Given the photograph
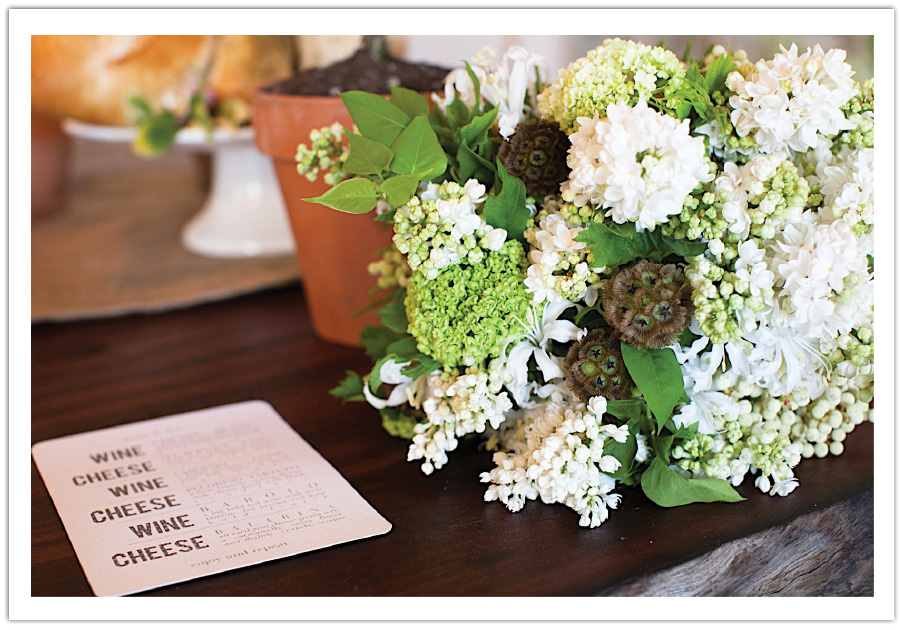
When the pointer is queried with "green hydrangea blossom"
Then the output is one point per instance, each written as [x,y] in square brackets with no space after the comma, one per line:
[465,314]
[616,72]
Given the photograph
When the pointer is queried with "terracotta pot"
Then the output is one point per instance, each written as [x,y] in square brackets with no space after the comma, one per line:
[334,248]
[49,165]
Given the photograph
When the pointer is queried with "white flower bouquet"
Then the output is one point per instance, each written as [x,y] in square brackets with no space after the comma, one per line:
[648,272]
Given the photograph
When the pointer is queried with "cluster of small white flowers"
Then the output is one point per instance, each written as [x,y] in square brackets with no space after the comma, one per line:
[457,405]
[559,268]
[765,195]
[636,162]
[848,187]
[556,454]
[823,285]
[442,227]
[792,100]
[505,83]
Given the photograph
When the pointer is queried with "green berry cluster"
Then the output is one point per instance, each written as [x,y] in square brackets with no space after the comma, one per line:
[771,202]
[719,295]
[326,154]
[860,111]
[391,270]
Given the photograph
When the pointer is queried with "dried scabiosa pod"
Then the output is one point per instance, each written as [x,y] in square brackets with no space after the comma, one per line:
[649,304]
[594,367]
[536,153]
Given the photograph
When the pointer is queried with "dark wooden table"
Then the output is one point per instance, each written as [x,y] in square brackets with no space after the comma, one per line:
[446,539]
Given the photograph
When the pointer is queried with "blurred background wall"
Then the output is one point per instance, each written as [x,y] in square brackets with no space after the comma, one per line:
[560,50]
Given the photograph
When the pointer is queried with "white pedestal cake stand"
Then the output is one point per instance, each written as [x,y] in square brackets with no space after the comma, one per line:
[243,215]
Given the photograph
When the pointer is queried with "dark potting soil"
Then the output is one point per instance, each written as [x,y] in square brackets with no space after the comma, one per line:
[362,72]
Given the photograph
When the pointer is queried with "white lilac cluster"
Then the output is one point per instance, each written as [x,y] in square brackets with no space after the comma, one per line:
[747,251]
[637,163]
[457,405]
[556,454]
[824,287]
[559,267]
[848,187]
[443,226]
[792,100]
[504,83]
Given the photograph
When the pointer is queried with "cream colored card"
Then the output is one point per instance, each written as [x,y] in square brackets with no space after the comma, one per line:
[162,501]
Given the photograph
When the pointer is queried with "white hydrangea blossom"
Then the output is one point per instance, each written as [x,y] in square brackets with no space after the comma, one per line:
[456,406]
[504,84]
[793,99]
[823,285]
[556,454]
[636,162]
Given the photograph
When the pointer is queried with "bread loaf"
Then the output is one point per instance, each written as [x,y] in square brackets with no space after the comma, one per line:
[91,77]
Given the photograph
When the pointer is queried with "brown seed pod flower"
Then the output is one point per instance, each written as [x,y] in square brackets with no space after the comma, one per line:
[594,367]
[649,304]
[536,153]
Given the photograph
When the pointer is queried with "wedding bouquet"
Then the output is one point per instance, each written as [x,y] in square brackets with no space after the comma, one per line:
[648,272]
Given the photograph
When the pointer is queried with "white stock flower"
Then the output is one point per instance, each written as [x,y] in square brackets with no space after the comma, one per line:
[639,164]
[540,329]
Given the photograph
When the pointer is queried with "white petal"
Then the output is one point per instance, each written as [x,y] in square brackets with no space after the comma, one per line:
[548,365]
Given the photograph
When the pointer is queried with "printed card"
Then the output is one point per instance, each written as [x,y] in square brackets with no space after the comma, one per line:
[163,501]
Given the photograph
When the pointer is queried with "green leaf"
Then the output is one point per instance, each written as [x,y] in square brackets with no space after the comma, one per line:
[200,114]
[375,376]
[376,340]
[367,157]
[399,189]
[356,196]
[394,314]
[473,165]
[406,348]
[386,217]
[425,365]
[667,488]
[476,84]
[375,117]
[476,132]
[658,376]
[397,423]
[350,389]
[457,113]
[418,152]
[717,72]
[661,445]
[507,210]
[614,244]
[623,451]
[411,102]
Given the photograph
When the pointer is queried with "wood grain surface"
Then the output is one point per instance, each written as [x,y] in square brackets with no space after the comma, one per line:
[446,539]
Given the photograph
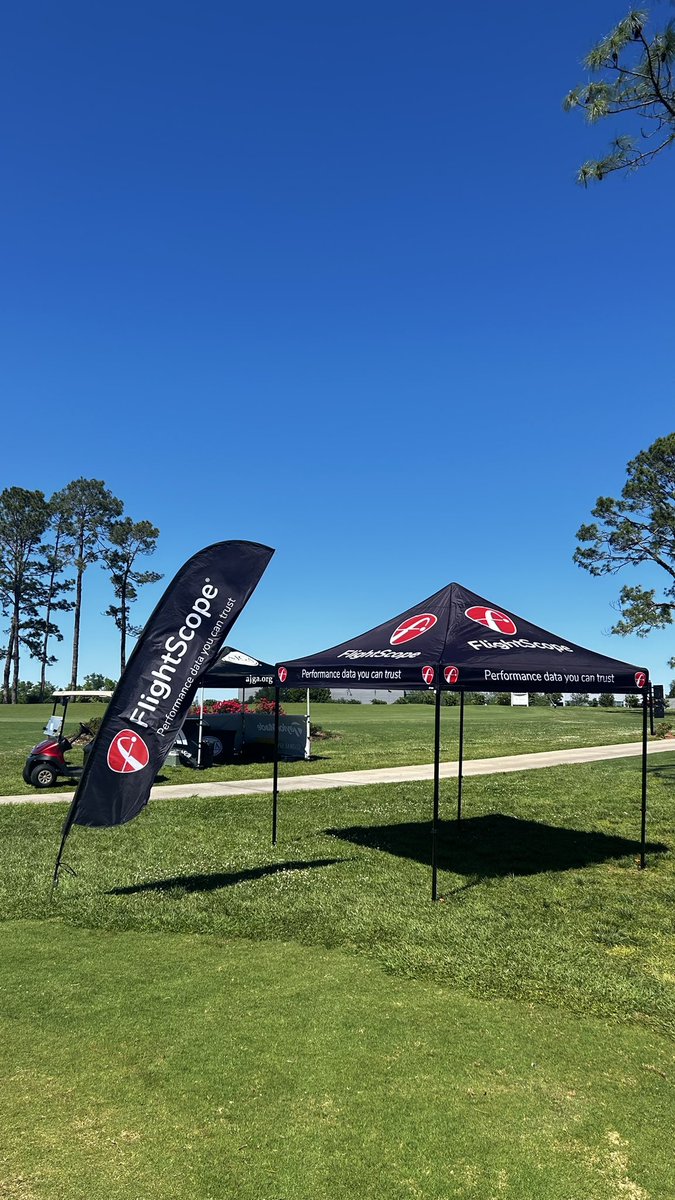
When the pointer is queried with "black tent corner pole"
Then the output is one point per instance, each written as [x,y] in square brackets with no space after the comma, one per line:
[644,814]
[460,759]
[436,796]
[66,828]
[275,780]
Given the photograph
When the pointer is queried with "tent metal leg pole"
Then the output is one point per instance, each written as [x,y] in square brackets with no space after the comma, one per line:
[275,780]
[460,759]
[644,815]
[436,796]
[201,727]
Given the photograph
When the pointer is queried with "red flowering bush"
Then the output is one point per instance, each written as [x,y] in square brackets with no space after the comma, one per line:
[267,706]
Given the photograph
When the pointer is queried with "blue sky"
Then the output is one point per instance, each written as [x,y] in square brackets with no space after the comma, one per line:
[320,276]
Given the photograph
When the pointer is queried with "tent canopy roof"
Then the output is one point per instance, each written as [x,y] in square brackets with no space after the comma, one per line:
[457,640]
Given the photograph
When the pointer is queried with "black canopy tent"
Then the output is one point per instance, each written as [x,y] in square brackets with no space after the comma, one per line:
[458,641]
[234,669]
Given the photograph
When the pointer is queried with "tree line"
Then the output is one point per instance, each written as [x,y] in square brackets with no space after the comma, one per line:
[46,546]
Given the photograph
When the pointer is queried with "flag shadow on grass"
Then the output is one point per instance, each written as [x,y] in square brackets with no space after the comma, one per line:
[217,880]
[495,845]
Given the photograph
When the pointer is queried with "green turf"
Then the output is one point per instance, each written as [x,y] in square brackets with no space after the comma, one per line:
[199,1015]
[363,737]
[148,1066]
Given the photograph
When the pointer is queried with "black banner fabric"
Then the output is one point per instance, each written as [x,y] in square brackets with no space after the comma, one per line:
[177,648]
[457,640]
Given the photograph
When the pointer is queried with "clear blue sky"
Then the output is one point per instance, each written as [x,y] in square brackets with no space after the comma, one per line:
[320,276]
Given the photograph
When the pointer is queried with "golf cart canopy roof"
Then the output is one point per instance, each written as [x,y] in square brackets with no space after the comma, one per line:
[457,640]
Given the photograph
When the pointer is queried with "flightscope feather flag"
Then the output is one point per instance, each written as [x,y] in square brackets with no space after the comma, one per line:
[178,646]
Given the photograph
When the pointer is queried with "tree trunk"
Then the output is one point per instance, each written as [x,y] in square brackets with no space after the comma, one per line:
[7,672]
[77,615]
[15,640]
[123,625]
[48,617]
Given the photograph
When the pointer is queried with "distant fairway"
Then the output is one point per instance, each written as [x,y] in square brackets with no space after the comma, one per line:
[362,737]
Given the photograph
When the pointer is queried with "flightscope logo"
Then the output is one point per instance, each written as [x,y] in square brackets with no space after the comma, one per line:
[127,753]
[491,618]
[412,627]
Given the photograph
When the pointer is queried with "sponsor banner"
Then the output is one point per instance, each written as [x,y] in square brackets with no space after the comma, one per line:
[177,648]
[251,729]
[509,675]
[293,733]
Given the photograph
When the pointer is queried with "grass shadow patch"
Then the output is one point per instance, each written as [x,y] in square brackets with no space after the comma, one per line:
[217,880]
[496,845]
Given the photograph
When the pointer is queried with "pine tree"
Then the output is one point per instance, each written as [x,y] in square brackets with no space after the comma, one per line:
[633,77]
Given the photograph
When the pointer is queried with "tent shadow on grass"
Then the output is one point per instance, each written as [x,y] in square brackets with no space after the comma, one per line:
[495,845]
[219,880]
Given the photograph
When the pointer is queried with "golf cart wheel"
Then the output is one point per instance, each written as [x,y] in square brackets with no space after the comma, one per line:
[43,775]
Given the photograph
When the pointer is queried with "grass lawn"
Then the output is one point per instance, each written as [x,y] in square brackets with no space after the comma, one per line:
[198,1015]
[363,737]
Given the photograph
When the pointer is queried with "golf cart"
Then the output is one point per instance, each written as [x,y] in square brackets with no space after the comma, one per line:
[47,761]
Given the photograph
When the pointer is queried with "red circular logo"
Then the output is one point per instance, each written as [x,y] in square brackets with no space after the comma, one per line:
[127,753]
[491,618]
[412,627]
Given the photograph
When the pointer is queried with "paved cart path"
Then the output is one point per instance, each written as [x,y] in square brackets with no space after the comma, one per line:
[381,775]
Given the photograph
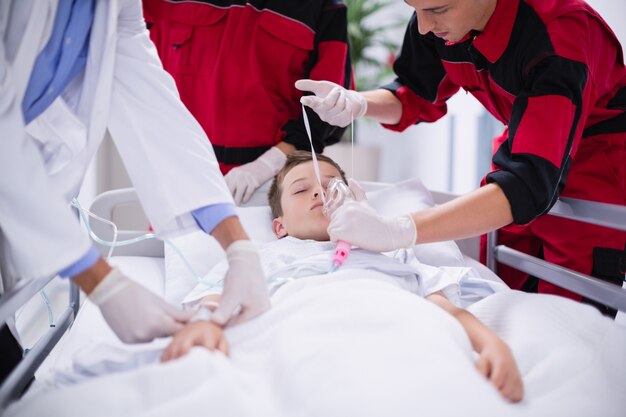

= = = =

> _PROBLEM DETAILS_: Show every line of the listing that contains the word "cluster", treating case as significant.

> _PROBLEM SOLUTION_:
When the pointer is queried with "cluster of small white flowers"
When the pointer is queried with "green berry cluster"
When the pointer is queried with "white lilac cluster"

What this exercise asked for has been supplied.